WHAT THE TASK REQUIRES
Reproduce the data below verbatim, from the first line to the last, with no character changed.

LISTED RECORDS
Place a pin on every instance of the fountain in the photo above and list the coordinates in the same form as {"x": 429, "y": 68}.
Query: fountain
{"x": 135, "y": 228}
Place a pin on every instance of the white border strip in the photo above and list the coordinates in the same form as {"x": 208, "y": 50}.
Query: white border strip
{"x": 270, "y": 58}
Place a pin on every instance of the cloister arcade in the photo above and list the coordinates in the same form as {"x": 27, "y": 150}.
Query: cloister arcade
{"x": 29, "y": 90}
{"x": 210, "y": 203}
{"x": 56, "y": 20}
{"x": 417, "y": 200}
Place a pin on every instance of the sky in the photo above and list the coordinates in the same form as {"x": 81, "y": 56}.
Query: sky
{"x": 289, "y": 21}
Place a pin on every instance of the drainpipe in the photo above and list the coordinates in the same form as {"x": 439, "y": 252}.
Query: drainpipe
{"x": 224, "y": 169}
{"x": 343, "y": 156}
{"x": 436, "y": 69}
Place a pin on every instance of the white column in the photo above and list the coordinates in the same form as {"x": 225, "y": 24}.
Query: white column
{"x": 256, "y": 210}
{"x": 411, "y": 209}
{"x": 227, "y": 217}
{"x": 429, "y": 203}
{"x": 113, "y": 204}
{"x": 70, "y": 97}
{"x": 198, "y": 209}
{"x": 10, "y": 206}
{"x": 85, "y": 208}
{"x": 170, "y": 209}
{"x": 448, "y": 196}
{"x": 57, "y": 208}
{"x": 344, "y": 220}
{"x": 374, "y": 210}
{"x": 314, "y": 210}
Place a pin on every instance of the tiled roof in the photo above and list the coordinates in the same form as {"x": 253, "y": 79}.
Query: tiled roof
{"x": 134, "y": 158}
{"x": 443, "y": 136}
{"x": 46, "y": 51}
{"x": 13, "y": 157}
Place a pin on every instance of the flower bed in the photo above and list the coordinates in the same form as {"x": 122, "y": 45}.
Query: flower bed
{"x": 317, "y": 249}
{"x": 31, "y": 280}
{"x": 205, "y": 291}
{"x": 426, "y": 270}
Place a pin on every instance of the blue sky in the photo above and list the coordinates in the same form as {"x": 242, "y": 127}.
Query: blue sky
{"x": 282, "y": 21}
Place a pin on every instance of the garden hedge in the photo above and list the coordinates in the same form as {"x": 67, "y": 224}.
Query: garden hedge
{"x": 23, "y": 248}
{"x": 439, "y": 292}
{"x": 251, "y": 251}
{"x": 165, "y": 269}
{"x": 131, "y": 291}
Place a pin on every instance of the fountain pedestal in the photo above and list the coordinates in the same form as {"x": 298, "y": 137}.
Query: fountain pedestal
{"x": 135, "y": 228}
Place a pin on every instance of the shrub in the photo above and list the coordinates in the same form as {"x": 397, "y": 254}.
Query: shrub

FINAL RESULT
Place a pin on every instance of the fountain in the photo above and list the coordinates in the same form as {"x": 429, "y": 68}.
Query: fountain
{"x": 135, "y": 228}
Place a pin on every instance of the white border strip in the photo above and list the coordinates in the same form as {"x": 208, "y": 50}.
Query: white border strip
{"x": 270, "y": 58}
Place a pin on every instance of the cloister arcade in the photo above and list the coordinates in the same form as {"x": 27, "y": 150}.
Query: cloister arcade
{"x": 29, "y": 90}
{"x": 210, "y": 203}
{"x": 56, "y": 20}
{"x": 417, "y": 200}
Place a pin on every instance of the sky in the photo above and list the coordinates in the same form as {"x": 81, "y": 56}.
Query: sky
{"x": 289, "y": 21}
Place a pin on every instance of the drainpipe in the photo above and list the coordinates in the same form as {"x": 439, "y": 252}.
Query: drainpipe
{"x": 224, "y": 169}
{"x": 343, "y": 156}
{"x": 436, "y": 69}
Place a pin on every instance of the white column in the photo above and list the coordinates in the same form as {"x": 225, "y": 24}.
Query: white column
{"x": 256, "y": 210}
{"x": 411, "y": 209}
{"x": 227, "y": 217}
{"x": 429, "y": 203}
{"x": 113, "y": 204}
{"x": 70, "y": 97}
{"x": 198, "y": 209}
{"x": 10, "y": 206}
{"x": 85, "y": 208}
{"x": 170, "y": 209}
{"x": 448, "y": 196}
{"x": 57, "y": 208}
{"x": 344, "y": 220}
{"x": 374, "y": 210}
{"x": 314, "y": 210}
Place a pin on every instance of the tiled roof in the photo above and list the coordinates in the same form as {"x": 253, "y": 79}.
Query: tiled roof
{"x": 134, "y": 158}
{"x": 443, "y": 136}
{"x": 46, "y": 51}
{"x": 13, "y": 157}
Place a pin on every instance of the flower bed in the photo above and list the coordinates in the same form as {"x": 122, "y": 45}.
Query: flower bed
{"x": 317, "y": 249}
{"x": 31, "y": 280}
{"x": 205, "y": 291}
{"x": 426, "y": 270}
Place a pin on every instance of the blue sky in the photo above and list the coordinates in the same form as {"x": 242, "y": 127}.
Query: blue sky
{"x": 282, "y": 21}
Place a pin on every instance of the garden hedge in the photo above and list the coordinates in the same form as {"x": 67, "y": 224}.
Query: garden hedge
{"x": 23, "y": 248}
{"x": 439, "y": 292}
{"x": 251, "y": 251}
{"x": 165, "y": 269}
{"x": 131, "y": 291}
Place a pin on every instance of the fountain pedestal in the photo above and list the coordinates in the same form as {"x": 298, "y": 137}.
Query: fountain pedestal
{"x": 135, "y": 228}
Place a pin on every instance of the shrub in the photo above and list the coordinates in the same form as {"x": 397, "y": 254}.
Query: shrub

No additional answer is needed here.